GIVEN RECORDS
____________

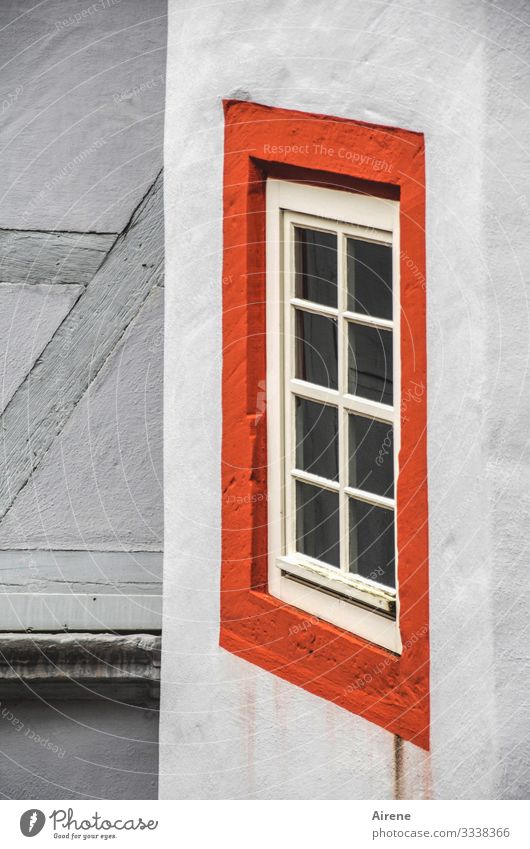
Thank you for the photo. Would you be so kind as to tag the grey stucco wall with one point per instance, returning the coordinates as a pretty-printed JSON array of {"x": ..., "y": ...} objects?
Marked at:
[
  {"x": 82, "y": 119},
  {"x": 457, "y": 71},
  {"x": 77, "y": 750}
]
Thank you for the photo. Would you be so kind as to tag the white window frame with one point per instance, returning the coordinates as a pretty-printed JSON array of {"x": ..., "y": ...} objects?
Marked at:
[{"x": 353, "y": 603}]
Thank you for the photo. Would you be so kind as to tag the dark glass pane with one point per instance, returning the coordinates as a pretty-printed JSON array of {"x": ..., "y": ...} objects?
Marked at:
[
  {"x": 371, "y": 455},
  {"x": 317, "y": 439},
  {"x": 372, "y": 542},
  {"x": 316, "y": 349},
  {"x": 317, "y": 523},
  {"x": 369, "y": 278},
  {"x": 316, "y": 266},
  {"x": 370, "y": 363}
]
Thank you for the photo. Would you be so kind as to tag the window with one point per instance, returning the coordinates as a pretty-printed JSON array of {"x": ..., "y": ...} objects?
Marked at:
[
  {"x": 333, "y": 436},
  {"x": 324, "y": 573}
]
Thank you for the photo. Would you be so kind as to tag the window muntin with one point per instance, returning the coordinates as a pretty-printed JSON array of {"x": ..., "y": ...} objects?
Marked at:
[{"x": 338, "y": 289}]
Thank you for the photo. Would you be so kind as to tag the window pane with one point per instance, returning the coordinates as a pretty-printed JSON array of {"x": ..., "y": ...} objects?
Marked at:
[
  {"x": 370, "y": 363},
  {"x": 317, "y": 523},
  {"x": 372, "y": 542},
  {"x": 316, "y": 266},
  {"x": 316, "y": 349},
  {"x": 369, "y": 278},
  {"x": 371, "y": 455},
  {"x": 317, "y": 439}
]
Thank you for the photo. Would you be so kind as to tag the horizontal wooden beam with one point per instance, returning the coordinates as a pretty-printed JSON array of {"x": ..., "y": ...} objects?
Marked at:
[{"x": 121, "y": 667}]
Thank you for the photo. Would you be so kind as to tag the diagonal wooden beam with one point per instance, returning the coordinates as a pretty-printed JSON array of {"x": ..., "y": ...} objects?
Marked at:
[
  {"x": 42, "y": 404},
  {"x": 34, "y": 256}
]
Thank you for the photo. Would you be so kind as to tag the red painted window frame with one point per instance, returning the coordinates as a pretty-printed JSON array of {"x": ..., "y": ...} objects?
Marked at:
[{"x": 261, "y": 141}]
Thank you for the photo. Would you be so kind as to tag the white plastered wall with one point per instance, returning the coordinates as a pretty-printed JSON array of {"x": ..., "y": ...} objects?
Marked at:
[{"x": 458, "y": 72}]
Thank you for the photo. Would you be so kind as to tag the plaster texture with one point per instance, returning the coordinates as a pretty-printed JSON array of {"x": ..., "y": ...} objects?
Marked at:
[
  {"x": 84, "y": 110},
  {"x": 457, "y": 71},
  {"x": 99, "y": 487},
  {"x": 77, "y": 750},
  {"x": 82, "y": 121}
]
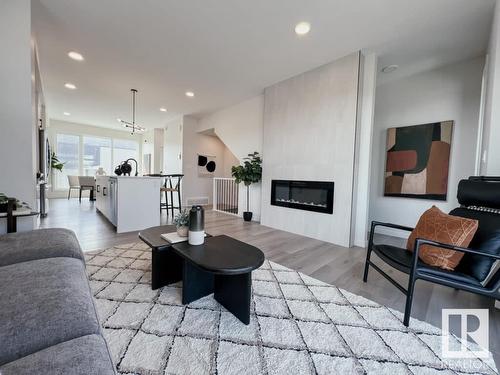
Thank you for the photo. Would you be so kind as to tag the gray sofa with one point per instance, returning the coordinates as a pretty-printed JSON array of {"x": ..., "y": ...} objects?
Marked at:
[{"x": 49, "y": 323}]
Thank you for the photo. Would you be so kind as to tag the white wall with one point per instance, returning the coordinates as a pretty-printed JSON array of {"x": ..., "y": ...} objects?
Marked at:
[
  {"x": 240, "y": 127},
  {"x": 172, "y": 147},
  {"x": 448, "y": 93},
  {"x": 193, "y": 144},
  {"x": 17, "y": 119},
  {"x": 490, "y": 158},
  {"x": 153, "y": 143},
  {"x": 363, "y": 158},
  {"x": 309, "y": 134}
]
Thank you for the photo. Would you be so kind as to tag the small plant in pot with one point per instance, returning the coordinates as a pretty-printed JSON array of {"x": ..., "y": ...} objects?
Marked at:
[
  {"x": 248, "y": 173},
  {"x": 181, "y": 221}
]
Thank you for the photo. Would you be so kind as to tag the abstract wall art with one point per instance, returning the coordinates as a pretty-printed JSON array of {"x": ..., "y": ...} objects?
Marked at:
[
  {"x": 418, "y": 159},
  {"x": 206, "y": 165}
]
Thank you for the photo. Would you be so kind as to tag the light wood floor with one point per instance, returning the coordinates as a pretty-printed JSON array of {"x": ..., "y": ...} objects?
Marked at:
[{"x": 333, "y": 264}]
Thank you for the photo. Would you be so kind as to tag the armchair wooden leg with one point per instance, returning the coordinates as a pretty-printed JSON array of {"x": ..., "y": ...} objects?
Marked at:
[
  {"x": 179, "y": 196},
  {"x": 367, "y": 264},
  {"x": 368, "y": 253},
  {"x": 172, "y": 201}
]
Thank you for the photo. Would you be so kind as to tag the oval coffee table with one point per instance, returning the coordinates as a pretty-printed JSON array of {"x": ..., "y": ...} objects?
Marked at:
[{"x": 223, "y": 266}]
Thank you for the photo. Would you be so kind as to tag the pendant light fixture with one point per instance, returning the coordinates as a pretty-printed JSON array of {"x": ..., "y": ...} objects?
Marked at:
[{"x": 132, "y": 125}]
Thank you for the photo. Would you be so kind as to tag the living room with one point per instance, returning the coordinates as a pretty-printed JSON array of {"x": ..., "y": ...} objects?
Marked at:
[{"x": 298, "y": 167}]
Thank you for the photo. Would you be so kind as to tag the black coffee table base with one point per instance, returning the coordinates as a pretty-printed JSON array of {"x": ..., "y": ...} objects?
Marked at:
[{"x": 231, "y": 291}]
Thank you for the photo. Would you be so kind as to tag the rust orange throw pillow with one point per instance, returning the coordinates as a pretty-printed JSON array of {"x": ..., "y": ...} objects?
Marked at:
[{"x": 437, "y": 226}]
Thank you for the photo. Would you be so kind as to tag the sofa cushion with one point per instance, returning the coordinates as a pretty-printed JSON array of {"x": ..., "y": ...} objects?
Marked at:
[
  {"x": 44, "y": 302},
  {"x": 437, "y": 226},
  {"x": 38, "y": 244},
  {"x": 83, "y": 355}
]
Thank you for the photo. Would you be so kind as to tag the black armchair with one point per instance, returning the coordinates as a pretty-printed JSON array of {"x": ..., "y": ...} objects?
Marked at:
[{"x": 480, "y": 199}]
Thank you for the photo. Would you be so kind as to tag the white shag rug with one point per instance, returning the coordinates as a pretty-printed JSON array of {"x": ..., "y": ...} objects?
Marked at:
[{"x": 299, "y": 325}]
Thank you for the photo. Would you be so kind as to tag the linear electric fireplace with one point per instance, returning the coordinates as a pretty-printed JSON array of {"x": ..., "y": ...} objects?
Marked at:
[{"x": 314, "y": 196}]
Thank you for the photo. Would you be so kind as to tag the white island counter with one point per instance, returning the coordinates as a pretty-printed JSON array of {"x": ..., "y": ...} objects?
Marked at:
[{"x": 129, "y": 203}]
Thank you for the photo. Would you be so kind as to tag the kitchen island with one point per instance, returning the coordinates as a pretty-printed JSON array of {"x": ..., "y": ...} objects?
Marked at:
[{"x": 130, "y": 203}]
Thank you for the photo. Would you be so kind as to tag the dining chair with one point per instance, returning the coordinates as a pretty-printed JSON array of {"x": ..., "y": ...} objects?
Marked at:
[{"x": 74, "y": 183}]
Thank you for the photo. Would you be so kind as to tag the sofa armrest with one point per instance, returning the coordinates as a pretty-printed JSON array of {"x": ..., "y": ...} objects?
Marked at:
[{"x": 39, "y": 244}]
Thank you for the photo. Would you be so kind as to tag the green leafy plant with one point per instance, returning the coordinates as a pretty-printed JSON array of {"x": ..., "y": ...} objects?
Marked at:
[
  {"x": 250, "y": 172},
  {"x": 182, "y": 218},
  {"x": 55, "y": 163}
]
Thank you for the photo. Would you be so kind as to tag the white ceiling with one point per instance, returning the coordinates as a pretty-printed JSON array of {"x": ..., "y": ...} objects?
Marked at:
[{"x": 229, "y": 50}]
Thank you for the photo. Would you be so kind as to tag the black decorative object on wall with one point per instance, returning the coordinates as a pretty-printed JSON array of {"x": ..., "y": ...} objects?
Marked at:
[
  {"x": 314, "y": 196},
  {"x": 202, "y": 160},
  {"x": 125, "y": 168}
]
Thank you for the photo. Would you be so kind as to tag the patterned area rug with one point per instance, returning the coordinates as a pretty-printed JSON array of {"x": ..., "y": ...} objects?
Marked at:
[{"x": 299, "y": 325}]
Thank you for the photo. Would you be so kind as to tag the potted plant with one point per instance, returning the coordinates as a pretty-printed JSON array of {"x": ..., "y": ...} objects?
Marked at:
[
  {"x": 248, "y": 173},
  {"x": 4, "y": 202},
  {"x": 181, "y": 221}
]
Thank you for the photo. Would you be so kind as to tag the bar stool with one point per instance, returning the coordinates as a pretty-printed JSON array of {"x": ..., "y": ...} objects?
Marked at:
[{"x": 172, "y": 185}]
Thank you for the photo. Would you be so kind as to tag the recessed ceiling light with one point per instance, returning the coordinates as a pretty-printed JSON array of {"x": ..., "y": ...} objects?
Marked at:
[
  {"x": 302, "y": 28},
  {"x": 389, "y": 68},
  {"x": 75, "y": 56}
]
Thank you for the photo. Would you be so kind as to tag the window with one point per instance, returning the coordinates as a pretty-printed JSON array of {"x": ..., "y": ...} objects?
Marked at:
[
  {"x": 67, "y": 149},
  {"x": 96, "y": 154},
  {"x": 124, "y": 149},
  {"x": 83, "y": 155}
]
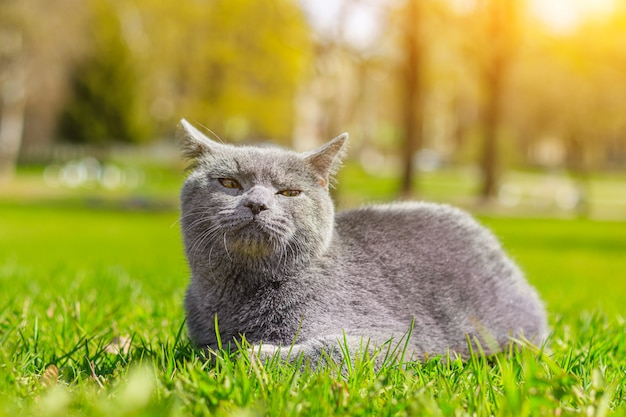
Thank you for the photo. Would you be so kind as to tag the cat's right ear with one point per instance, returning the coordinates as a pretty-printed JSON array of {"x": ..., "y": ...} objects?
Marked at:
[{"x": 194, "y": 144}]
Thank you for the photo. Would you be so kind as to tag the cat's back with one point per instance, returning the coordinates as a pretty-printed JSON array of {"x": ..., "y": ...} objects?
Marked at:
[{"x": 435, "y": 226}]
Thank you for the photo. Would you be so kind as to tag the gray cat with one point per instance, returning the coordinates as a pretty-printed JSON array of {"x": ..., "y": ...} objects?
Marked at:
[{"x": 272, "y": 262}]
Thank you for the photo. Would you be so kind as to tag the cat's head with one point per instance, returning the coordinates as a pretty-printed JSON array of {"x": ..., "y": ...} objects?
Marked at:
[{"x": 254, "y": 205}]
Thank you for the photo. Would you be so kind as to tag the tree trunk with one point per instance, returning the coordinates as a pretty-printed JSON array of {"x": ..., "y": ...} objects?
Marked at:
[
  {"x": 412, "y": 101},
  {"x": 499, "y": 33},
  {"x": 12, "y": 105}
]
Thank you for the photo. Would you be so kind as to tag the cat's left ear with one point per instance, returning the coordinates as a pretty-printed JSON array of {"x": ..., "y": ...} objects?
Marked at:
[{"x": 327, "y": 159}]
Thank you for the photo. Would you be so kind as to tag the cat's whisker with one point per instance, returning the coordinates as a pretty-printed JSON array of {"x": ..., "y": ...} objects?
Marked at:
[{"x": 226, "y": 248}]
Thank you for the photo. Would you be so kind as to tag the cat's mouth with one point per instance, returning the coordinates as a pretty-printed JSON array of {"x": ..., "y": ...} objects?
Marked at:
[{"x": 252, "y": 239}]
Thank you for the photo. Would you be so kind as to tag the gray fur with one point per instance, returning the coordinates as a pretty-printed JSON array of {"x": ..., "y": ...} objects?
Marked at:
[{"x": 282, "y": 270}]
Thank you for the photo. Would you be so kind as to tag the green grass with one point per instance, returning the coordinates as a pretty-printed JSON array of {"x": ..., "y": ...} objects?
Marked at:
[{"x": 76, "y": 283}]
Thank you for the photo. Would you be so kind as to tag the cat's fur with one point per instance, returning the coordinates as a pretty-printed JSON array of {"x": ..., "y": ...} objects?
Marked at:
[{"x": 285, "y": 269}]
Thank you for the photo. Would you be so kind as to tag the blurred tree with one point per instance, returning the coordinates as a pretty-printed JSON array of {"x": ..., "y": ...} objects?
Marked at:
[
  {"x": 13, "y": 71},
  {"x": 499, "y": 17},
  {"x": 106, "y": 102},
  {"x": 232, "y": 65},
  {"x": 413, "y": 92}
]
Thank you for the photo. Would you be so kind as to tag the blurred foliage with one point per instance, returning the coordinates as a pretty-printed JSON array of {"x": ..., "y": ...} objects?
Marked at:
[
  {"x": 232, "y": 65},
  {"x": 129, "y": 70},
  {"x": 107, "y": 103}
]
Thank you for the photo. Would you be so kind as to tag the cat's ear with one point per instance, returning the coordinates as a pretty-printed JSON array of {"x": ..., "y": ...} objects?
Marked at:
[
  {"x": 194, "y": 144},
  {"x": 327, "y": 159}
]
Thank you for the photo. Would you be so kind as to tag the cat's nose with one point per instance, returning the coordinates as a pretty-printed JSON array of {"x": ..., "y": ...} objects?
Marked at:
[{"x": 255, "y": 208}]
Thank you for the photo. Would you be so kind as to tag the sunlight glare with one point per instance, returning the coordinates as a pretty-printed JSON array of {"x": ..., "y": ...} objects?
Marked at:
[{"x": 566, "y": 15}]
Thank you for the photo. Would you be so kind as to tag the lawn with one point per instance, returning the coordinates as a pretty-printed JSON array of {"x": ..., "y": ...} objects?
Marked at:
[{"x": 91, "y": 323}]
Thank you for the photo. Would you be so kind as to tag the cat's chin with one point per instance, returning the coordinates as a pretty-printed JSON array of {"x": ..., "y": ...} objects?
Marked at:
[
  {"x": 251, "y": 248},
  {"x": 252, "y": 242}
]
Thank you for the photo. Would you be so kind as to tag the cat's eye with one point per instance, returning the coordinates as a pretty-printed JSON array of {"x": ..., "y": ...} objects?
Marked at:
[
  {"x": 229, "y": 183},
  {"x": 290, "y": 193}
]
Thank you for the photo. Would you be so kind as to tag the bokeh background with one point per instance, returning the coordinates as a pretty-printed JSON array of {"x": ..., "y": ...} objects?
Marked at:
[{"x": 512, "y": 106}]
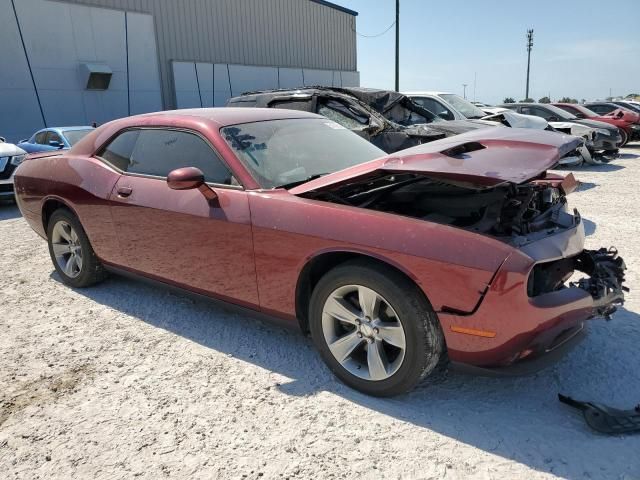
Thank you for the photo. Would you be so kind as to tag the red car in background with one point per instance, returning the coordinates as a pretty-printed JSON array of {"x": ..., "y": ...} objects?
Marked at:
[
  {"x": 459, "y": 249},
  {"x": 628, "y": 122}
]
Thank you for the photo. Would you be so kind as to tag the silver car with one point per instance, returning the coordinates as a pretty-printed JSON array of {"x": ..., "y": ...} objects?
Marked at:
[{"x": 10, "y": 157}]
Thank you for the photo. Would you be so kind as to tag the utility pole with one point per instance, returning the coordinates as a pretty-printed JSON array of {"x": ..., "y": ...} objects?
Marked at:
[
  {"x": 397, "y": 45},
  {"x": 529, "y": 46},
  {"x": 475, "y": 77}
]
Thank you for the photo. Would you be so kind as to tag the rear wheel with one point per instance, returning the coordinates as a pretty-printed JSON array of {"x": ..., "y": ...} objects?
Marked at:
[
  {"x": 374, "y": 328},
  {"x": 70, "y": 250}
]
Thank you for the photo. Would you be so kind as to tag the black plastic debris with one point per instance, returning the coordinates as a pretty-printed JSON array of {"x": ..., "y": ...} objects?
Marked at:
[{"x": 606, "y": 419}]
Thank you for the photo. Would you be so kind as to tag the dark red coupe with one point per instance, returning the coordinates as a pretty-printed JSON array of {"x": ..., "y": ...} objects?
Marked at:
[{"x": 458, "y": 250}]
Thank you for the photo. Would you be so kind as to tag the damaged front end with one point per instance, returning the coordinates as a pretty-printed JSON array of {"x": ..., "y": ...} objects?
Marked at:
[{"x": 604, "y": 281}]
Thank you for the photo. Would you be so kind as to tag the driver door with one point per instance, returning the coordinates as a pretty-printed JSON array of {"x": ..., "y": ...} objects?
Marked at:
[{"x": 176, "y": 235}]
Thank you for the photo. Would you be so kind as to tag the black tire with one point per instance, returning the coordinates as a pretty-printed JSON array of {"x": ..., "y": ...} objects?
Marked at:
[
  {"x": 91, "y": 271},
  {"x": 425, "y": 344}
]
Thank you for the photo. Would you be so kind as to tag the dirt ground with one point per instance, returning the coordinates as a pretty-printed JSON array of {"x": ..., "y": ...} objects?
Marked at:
[{"x": 123, "y": 380}]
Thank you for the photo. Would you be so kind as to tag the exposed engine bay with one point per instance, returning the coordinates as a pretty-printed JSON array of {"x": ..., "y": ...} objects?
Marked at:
[{"x": 508, "y": 211}]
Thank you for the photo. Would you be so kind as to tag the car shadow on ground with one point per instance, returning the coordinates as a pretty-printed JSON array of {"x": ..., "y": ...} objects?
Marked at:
[
  {"x": 589, "y": 227},
  {"x": 8, "y": 210},
  {"x": 516, "y": 418}
]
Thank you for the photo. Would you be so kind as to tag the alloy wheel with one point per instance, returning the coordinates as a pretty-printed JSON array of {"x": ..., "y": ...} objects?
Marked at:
[
  {"x": 363, "y": 332},
  {"x": 67, "y": 249}
]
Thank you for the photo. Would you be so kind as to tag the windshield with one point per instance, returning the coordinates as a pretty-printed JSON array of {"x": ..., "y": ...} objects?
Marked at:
[
  {"x": 283, "y": 153},
  {"x": 74, "y": 136},
  {"x": 466, "y": 108},
  {"x": 561, "y": 114}
]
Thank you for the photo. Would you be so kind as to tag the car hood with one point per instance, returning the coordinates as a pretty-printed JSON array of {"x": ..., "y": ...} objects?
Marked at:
[
  {"x": 596, "y": 124},
  {"x": 479, "y": 159},
  {"x": 456, "y": 127}
]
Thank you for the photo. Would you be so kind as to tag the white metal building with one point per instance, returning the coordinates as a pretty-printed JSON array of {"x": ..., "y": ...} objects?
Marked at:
[{"x": 74, "y": 62}]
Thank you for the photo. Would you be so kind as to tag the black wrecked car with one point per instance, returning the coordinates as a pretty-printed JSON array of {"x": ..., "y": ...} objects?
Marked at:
[{"x": 389, "y": 126}]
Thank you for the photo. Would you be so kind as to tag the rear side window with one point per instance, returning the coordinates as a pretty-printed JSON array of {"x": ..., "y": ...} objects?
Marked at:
[
  {"x": 118, "y": 152},
  {"x": 157, "y": 152}
]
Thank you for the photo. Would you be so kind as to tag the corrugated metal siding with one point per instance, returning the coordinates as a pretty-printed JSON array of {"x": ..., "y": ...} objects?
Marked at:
[{"x": 297, "y": 33}]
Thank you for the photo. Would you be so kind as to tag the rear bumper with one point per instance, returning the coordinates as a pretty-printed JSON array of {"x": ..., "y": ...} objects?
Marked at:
[{"x": 509, "y": 326}]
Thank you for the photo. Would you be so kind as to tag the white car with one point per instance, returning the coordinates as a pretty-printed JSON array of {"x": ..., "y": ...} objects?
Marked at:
[{"x": 10, "y": 157}]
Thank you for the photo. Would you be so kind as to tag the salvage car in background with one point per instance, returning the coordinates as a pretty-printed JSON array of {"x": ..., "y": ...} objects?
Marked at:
[
  {"x": 448, "y": 106},
  {"x": 345, "y": 110},
  {"x": 401, "y": 109},
  {"x": 10, "y": 157},
  {"x": 393, "y": 263},
  {"x": 628, "y": 122},
  {"x": 49, "y": 139},
  {"x": 605, "y": 138}
]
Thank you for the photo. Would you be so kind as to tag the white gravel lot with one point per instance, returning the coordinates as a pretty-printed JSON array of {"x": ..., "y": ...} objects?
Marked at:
[{"x": 122, "y": 380}]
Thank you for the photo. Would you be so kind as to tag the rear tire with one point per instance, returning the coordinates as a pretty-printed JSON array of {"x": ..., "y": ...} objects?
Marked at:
[
  {"x": 385, "y": 348},
  {"x": 71, "y": 252}
]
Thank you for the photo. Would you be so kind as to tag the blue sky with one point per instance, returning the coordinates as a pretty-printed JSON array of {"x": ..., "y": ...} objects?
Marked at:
[{"x": 581, "y": 48}]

____________

PROBLEM DETAILS
Repeat exactly, and only, the lines from the line with "tag the salvage" through the end of the listing above, both ends included.

WRITTEN REPLY
Thank you for the photo. Would you be so kind as to tag the salvage car in background with one point per instance, returning the coordinates as a pretty-printed JSON array of {"x": ..., "y": ...} objects?
Marked at:
[
  {"x": 448, "y": 106},
  {"x": 345, "y": 110},
  {"x": 401, "y": 109},
  {"x": 10, "y": 157},
  {"x": 393, "y": 263},
  {"x": 628, "y": 122},
  {"x": 49, "y": 139},
  {"x": 605, "y": 138}
]
Thank you for the photo. Would you be so kind as to tag the white gravel lot with one point per instance, returning the coordinates as a pretty-printed JSON array of {"x": ..., "y": ...} objects?
Marked at:
[{"x": 122, "y": 380}]
Thank you for the photo. Would you be so kind as to tag the rear tire with one point per instance, returning the coordinates as a pretty-printed JSON array of {"x": ..., "y": ...} objects?
Marked at:
[
  {"x": 385, "y": 348},
  {"x": 71, "y": 252}
]
Thank you for the photo. Would you be so kind as to tag the blue sky with one point per instance, returning the coordinates as a pretty-printed JSON array of {"x": ..., "y": ...} objects?
Marked at:
[{"x": 581, "y": 48}]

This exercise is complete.